>> begin Listed entries
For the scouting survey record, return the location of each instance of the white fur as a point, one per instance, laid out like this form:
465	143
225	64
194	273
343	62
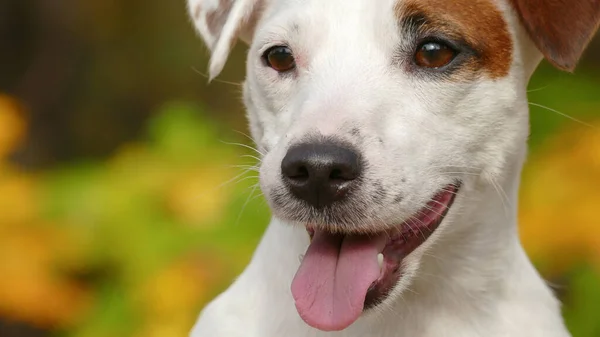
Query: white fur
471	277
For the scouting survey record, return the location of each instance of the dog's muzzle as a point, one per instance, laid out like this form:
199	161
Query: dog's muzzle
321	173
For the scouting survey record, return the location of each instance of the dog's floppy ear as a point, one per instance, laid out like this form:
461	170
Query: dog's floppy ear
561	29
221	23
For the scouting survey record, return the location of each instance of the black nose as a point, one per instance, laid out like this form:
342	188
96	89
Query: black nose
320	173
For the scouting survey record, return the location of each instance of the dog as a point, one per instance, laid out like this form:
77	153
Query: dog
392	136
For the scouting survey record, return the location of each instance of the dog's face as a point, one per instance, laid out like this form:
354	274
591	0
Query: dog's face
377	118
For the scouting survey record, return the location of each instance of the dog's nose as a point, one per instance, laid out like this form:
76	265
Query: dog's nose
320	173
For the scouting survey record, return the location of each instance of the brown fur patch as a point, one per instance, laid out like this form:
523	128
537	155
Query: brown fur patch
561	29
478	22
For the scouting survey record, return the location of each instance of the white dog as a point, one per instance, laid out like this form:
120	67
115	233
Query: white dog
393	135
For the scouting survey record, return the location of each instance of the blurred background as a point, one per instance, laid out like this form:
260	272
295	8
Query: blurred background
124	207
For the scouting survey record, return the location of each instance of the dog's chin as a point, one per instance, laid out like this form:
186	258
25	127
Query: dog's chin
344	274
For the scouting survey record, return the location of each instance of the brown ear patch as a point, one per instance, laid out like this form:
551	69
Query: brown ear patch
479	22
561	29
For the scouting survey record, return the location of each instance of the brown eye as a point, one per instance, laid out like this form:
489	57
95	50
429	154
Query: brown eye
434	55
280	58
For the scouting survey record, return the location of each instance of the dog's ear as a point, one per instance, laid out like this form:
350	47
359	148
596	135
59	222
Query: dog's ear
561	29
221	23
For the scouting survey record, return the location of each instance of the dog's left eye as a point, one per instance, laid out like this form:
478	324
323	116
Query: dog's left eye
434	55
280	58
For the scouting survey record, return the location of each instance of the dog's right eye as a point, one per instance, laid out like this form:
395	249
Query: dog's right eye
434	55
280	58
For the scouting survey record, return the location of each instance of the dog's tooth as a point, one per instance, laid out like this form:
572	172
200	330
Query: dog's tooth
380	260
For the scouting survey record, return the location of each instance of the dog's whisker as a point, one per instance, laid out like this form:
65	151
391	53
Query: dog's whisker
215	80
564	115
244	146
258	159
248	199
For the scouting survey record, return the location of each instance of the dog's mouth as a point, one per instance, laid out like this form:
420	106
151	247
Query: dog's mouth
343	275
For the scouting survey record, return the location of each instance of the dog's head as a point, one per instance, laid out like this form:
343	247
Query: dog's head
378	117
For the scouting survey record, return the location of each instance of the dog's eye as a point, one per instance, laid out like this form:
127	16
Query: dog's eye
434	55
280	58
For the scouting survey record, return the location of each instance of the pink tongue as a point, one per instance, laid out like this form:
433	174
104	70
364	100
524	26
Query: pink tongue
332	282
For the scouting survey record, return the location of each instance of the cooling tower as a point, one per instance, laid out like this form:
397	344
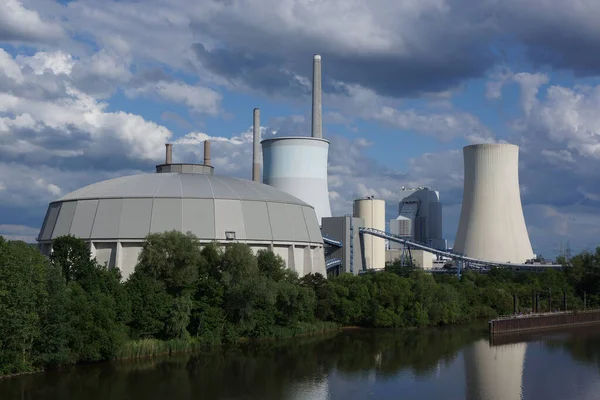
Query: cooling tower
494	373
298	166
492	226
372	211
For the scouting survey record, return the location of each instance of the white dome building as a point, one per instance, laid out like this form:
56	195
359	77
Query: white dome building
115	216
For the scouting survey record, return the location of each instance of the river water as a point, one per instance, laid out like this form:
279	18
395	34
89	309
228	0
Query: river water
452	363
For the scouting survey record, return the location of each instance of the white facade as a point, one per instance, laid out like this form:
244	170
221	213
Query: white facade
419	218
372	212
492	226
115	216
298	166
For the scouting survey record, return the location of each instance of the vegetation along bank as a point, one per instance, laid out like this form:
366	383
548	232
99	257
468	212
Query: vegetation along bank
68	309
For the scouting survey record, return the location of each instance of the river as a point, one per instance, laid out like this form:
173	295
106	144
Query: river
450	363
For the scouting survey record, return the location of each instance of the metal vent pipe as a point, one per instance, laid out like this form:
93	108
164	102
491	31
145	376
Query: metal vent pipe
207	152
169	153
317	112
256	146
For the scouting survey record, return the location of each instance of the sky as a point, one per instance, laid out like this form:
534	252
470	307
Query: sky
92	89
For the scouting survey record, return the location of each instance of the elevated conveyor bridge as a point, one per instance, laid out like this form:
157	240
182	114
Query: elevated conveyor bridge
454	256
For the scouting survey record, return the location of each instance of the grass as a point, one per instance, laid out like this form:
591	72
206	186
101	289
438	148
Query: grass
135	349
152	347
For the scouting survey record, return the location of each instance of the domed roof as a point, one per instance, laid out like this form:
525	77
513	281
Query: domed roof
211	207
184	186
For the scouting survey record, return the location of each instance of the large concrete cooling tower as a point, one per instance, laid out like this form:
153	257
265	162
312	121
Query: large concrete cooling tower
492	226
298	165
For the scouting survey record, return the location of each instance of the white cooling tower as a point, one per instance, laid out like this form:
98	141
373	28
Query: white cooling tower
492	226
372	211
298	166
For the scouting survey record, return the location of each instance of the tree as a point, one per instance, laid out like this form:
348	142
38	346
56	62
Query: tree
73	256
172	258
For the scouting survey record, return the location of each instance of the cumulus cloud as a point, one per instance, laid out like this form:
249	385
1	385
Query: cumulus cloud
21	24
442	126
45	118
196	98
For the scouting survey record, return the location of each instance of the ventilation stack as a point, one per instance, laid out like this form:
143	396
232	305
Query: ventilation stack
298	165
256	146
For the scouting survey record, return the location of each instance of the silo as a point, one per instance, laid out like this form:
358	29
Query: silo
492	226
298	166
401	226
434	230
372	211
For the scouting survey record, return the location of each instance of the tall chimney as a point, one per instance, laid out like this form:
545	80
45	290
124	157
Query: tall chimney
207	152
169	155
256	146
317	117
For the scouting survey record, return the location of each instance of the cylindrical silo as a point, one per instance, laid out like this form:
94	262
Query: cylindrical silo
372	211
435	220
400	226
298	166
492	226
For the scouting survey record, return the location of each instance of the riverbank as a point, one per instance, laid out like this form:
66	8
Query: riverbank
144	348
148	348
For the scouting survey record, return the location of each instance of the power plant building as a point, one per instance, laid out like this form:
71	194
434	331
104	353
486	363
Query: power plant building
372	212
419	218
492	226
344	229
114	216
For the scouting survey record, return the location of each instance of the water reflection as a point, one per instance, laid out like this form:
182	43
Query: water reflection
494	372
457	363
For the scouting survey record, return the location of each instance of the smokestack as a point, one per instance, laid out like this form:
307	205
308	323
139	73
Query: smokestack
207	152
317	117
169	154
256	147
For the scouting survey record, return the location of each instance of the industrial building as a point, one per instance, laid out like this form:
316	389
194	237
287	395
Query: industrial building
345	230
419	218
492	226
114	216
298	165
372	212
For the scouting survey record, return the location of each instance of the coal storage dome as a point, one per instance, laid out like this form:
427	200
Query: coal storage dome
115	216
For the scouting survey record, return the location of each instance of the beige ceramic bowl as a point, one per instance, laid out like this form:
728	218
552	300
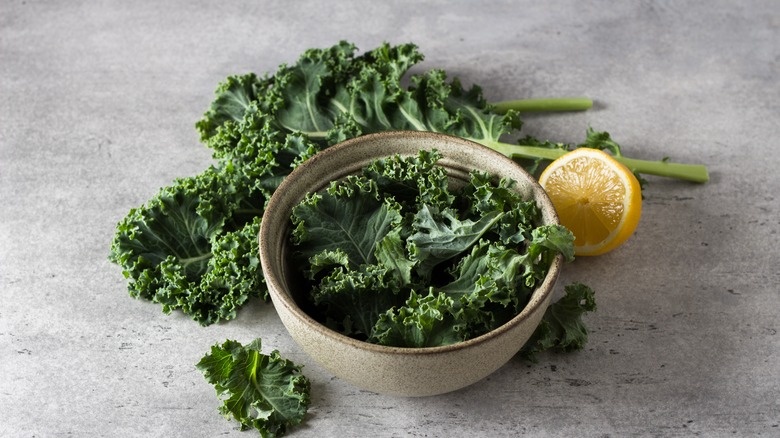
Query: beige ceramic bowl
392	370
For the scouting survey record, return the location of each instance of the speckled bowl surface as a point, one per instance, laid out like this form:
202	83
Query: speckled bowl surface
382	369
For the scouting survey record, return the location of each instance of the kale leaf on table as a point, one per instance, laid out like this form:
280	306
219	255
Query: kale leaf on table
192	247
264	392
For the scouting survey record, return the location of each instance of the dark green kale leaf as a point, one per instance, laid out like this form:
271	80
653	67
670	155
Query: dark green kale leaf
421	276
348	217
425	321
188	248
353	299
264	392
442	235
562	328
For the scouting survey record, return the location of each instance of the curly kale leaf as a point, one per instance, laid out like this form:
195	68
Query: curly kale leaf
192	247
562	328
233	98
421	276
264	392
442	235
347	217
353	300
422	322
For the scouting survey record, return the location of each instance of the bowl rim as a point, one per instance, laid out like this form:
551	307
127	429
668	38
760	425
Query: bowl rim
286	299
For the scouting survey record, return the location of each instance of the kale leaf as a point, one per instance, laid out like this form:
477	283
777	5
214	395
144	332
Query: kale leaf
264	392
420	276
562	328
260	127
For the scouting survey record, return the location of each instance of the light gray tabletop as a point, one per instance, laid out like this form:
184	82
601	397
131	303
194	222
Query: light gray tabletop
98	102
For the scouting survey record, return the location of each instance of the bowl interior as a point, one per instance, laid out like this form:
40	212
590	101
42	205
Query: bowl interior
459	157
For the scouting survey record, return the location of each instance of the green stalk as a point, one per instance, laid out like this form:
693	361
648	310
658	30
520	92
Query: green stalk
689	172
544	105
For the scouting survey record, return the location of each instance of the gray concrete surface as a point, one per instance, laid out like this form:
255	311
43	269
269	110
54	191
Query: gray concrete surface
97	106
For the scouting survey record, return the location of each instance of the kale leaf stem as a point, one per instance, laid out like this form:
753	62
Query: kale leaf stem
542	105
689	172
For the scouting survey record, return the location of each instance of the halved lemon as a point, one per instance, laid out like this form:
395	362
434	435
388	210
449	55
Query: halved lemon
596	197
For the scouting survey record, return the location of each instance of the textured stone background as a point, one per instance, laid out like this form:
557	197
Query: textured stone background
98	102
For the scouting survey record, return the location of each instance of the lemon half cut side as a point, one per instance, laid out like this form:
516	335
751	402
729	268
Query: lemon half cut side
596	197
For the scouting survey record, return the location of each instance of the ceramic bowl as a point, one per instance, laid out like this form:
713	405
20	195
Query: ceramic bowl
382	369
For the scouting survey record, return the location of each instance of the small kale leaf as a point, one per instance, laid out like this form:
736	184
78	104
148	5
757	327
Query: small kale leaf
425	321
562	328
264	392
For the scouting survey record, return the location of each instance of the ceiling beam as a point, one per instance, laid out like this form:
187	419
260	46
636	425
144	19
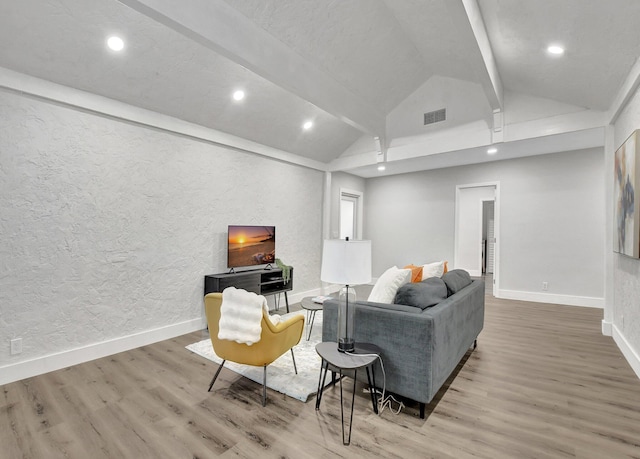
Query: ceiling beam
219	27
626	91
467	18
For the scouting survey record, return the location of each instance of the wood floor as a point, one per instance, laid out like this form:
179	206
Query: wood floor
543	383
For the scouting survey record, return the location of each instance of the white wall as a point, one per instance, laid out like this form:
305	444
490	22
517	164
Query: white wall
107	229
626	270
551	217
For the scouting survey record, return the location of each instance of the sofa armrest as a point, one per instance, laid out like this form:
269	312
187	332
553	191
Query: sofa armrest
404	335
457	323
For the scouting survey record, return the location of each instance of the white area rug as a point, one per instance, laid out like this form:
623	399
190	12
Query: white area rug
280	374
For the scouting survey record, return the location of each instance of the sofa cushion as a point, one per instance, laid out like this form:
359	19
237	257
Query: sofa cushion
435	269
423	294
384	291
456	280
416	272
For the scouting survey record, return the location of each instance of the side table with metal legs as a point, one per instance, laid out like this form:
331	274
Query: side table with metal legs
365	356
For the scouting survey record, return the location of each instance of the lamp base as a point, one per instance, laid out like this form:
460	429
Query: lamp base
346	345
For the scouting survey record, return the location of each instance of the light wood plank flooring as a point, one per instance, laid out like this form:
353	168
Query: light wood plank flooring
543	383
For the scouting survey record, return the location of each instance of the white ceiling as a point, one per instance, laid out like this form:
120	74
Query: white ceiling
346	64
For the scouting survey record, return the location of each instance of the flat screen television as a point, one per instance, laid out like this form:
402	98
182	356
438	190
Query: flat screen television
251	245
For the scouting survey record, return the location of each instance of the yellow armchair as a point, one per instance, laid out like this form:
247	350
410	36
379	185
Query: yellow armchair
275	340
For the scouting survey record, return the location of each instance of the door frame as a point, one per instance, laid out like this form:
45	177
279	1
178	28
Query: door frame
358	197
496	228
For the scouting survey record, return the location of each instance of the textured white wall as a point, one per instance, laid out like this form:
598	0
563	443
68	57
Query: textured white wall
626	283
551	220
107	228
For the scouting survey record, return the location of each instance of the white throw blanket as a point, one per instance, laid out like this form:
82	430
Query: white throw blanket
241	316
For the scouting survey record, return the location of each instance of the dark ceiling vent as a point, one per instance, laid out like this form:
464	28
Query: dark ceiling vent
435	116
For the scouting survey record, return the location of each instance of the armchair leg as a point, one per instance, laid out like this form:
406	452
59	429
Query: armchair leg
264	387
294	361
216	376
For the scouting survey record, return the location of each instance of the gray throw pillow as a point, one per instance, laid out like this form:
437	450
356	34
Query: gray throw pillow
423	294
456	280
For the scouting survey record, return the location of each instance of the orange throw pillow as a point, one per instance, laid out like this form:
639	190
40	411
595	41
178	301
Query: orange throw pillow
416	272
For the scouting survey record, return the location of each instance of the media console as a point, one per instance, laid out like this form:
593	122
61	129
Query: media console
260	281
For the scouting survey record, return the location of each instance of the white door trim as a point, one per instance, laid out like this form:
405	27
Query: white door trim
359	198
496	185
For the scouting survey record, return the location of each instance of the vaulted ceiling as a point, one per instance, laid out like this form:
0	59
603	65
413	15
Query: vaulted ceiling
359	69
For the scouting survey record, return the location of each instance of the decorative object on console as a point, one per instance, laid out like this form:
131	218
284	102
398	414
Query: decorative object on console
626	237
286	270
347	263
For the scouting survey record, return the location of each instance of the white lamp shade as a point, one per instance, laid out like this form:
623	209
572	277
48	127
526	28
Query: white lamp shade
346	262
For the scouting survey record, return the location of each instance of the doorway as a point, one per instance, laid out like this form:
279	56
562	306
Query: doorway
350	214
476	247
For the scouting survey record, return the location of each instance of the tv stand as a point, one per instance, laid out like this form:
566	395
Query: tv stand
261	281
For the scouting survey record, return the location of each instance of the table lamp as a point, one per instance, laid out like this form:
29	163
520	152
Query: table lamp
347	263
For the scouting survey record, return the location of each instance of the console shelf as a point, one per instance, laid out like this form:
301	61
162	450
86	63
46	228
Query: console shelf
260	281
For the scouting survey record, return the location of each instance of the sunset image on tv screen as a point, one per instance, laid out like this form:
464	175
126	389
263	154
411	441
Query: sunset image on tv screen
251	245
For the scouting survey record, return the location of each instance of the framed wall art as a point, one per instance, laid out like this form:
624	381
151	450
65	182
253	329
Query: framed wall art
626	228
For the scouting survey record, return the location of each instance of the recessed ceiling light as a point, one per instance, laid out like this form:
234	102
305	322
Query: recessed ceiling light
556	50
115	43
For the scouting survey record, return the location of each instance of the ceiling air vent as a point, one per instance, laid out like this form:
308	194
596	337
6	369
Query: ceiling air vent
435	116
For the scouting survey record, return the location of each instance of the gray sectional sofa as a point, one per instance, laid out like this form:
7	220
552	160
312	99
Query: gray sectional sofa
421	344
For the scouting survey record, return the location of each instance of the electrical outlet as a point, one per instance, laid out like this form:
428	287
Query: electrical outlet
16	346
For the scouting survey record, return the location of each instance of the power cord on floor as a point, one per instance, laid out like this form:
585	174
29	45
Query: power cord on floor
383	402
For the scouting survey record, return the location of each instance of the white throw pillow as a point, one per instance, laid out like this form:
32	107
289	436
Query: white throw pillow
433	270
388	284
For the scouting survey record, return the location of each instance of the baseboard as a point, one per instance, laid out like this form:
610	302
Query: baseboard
>> end Listed entries
(Aim):
From the line containing "of the electrical" to the last line of the material, please quote every line exactly and only those.

(Output for this task):
For the scouting survey record, return the location of each instance of the electrical outlet as a point, one per instance, laid out like this form:
428	287
Query: electrical outlet
16	346
For the scouting survey record, return the location of each instance of the power cord on floor as a point, one per instance, laid out like this form:
585	174
29	45
Query: power cord on floor
383	402
For the scouting survey record, return the location of each instance of the white throw pillow as a point, one per instance, laid out like this form:
32	107
289	436
Query: white throw pillow
433	270
388	284
For the scouting survey record, return the location of each instance of the baseboard as a point, one per instance, laid out like this form:
610	302
Query: baseboard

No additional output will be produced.